_EXERCISE PROMPT_
Filter the records for lines holding the string "water".

[[ ENTRIES SHOWN open ]]

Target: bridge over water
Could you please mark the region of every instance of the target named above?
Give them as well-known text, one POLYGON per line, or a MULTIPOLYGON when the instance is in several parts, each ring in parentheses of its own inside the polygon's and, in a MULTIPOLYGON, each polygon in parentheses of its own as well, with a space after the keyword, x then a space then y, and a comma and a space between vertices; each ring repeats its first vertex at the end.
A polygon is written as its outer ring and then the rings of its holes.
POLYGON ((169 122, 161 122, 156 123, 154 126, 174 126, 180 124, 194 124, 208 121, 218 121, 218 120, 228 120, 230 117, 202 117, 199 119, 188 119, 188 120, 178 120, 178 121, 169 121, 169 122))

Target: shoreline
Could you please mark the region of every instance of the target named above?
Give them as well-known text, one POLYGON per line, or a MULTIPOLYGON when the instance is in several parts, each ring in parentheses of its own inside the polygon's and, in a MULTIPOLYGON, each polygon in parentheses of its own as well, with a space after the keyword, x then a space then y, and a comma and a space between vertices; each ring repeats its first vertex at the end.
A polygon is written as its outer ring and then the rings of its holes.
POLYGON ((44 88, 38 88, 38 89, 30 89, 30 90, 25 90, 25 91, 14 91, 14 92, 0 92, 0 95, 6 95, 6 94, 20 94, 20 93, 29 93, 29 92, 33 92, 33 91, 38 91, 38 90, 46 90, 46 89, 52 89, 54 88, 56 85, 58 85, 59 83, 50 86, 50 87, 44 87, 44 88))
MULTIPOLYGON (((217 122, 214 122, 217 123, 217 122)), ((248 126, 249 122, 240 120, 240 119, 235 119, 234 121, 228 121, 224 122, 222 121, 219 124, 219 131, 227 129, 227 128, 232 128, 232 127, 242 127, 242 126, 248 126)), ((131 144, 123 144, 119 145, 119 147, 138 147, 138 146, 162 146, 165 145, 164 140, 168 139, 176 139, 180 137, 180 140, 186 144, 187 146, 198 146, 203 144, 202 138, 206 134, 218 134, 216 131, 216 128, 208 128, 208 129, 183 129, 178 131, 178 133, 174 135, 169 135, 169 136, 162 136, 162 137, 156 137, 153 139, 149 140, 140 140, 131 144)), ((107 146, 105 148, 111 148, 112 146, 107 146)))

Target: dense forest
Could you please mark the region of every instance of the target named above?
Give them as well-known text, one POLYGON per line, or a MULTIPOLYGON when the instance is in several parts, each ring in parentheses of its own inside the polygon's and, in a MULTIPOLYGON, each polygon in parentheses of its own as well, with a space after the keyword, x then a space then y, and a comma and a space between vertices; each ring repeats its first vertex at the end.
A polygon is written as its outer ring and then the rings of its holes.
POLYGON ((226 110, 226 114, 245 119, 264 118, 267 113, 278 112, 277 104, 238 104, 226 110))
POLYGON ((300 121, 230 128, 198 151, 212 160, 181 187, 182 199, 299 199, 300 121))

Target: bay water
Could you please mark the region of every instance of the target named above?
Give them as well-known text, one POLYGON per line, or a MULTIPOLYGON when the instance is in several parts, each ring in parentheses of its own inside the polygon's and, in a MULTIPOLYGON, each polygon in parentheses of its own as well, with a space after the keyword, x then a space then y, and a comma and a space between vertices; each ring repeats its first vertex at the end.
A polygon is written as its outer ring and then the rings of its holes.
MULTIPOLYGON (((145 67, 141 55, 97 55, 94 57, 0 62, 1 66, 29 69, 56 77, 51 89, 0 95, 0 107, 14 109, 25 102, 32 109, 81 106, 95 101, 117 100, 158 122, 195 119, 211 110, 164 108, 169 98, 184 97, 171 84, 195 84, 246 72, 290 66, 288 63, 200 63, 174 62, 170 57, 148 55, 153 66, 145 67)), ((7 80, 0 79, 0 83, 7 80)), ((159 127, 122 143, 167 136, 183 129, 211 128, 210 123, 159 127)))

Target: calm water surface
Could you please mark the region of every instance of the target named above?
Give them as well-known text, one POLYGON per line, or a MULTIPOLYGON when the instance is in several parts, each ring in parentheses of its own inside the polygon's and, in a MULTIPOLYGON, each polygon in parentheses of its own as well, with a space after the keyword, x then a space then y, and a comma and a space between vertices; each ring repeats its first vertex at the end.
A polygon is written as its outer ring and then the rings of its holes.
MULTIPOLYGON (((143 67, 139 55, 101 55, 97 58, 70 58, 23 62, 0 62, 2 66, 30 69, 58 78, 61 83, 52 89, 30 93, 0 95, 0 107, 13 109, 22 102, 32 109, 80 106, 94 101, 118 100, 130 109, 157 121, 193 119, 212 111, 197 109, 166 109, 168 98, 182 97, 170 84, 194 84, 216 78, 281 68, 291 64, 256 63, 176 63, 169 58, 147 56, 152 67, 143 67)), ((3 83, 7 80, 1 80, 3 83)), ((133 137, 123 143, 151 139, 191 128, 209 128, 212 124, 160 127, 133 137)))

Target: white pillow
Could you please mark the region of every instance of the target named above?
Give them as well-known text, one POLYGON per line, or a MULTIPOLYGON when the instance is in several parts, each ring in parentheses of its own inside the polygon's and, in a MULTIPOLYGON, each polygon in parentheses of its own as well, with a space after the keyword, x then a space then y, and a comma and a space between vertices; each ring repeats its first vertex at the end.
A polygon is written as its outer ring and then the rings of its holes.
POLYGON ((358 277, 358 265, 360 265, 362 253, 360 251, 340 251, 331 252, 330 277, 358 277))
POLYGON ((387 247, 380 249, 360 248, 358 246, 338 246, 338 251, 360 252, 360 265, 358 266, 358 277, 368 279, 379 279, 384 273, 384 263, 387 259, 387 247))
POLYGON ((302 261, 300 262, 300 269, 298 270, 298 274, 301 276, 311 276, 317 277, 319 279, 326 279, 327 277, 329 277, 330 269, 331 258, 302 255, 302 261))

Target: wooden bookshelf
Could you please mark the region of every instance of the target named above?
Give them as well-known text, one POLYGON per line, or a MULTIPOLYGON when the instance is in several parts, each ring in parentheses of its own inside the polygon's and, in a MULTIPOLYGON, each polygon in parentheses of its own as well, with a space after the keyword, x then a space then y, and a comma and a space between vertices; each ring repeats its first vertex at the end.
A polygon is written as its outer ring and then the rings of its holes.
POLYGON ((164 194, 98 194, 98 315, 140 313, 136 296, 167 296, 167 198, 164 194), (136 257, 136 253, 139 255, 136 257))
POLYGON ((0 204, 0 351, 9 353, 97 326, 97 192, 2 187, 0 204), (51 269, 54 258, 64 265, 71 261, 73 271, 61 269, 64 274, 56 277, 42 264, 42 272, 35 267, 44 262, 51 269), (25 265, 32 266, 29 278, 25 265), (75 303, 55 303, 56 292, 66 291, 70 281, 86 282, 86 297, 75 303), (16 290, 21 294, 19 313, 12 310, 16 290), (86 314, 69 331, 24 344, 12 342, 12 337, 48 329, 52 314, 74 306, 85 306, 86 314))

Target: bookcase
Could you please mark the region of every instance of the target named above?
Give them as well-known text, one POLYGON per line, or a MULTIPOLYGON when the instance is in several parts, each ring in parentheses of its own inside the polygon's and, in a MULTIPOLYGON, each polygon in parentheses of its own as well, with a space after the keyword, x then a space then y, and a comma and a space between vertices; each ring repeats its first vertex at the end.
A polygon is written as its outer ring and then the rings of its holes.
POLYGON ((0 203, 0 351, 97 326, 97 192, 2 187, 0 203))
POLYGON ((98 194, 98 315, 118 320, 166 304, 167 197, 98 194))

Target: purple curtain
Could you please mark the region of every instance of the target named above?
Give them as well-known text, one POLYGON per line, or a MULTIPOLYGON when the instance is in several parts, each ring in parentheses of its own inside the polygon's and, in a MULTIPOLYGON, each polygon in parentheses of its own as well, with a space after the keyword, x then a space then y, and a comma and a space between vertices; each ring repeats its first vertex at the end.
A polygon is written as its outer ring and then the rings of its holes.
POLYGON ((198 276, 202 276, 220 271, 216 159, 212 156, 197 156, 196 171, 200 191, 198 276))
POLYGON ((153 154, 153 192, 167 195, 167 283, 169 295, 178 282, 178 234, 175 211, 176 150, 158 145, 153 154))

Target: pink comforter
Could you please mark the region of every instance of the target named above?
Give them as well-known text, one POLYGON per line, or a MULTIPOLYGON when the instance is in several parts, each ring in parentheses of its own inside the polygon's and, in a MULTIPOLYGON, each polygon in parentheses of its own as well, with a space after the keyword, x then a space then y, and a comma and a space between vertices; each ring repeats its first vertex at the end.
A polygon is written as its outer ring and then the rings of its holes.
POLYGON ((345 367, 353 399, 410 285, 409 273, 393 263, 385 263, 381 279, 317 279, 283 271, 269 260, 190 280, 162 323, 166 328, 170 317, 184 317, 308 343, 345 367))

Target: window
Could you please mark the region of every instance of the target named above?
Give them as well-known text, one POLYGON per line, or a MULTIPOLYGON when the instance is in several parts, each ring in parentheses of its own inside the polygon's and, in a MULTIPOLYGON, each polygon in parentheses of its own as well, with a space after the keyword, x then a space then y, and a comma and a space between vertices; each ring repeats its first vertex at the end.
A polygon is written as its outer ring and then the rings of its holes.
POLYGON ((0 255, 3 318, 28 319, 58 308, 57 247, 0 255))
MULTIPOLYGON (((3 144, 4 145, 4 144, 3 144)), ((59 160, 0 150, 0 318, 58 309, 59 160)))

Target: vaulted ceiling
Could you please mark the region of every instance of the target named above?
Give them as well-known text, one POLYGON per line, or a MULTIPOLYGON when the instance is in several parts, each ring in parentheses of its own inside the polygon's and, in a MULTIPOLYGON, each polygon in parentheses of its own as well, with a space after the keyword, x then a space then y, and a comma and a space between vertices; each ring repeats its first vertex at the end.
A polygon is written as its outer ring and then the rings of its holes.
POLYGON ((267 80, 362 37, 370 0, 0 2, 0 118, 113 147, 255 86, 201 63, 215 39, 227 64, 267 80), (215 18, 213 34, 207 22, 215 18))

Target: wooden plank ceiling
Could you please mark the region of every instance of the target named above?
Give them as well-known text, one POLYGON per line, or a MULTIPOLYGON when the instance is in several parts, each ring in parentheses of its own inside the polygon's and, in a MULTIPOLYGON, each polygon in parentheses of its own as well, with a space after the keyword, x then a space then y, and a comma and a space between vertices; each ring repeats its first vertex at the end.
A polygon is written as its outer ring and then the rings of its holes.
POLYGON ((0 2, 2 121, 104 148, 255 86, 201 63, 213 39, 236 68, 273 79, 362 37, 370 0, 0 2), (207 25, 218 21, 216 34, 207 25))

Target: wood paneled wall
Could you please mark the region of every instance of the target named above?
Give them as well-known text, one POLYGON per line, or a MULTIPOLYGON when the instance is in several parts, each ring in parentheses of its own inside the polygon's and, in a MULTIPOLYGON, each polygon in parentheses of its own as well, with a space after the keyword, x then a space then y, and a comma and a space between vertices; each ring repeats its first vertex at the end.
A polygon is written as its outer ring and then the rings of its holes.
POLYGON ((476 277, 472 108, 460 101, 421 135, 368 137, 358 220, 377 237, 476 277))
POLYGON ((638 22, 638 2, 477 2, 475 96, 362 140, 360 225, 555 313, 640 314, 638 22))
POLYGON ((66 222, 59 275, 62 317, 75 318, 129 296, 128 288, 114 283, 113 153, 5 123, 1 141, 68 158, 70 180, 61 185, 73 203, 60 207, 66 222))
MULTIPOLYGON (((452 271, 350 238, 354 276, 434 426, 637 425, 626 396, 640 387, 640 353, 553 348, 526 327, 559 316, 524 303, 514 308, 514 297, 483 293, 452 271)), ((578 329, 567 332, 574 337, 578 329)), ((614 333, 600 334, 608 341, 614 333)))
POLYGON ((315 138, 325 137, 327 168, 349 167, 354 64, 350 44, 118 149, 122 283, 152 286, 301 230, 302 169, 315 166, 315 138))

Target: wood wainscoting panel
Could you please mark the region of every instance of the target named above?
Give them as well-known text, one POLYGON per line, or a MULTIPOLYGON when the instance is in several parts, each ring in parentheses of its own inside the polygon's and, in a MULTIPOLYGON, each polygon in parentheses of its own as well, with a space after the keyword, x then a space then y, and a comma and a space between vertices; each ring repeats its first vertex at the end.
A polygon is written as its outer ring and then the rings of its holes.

[[ ENTRIES SHOWN closed ]]

_OUTPUT BELOW_
Target: bridge over water
Target: bay water
Target: calm water surface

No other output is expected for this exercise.